Task brief
Copy every entry exactly as given, minus the images.

[Opening Excerpted records section]

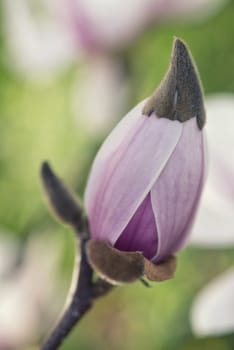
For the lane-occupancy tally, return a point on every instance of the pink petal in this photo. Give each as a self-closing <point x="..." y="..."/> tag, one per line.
<point x="176" y="193"/>
<point x="141" y="233"/>
<point x="138" y="148"/>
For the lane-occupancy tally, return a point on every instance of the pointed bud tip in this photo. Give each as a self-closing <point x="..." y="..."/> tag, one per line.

[Closing Excerpted records section]

Result of this task
For the lane-occupancy tally, return a point on every instance of the pink petal in this photo. Give each as a self-closing <point x="..." y="..."/> tag, one per line.
<point x="176" y="193"/>
<point x="141" y="233"/>
<point x="138" y="148"/>
For the lane-occupancy tally, return a point on every instance of the pointed bud tip in this photo. Give each as a self-closing <point x="..." y="..."/> tag, one per line.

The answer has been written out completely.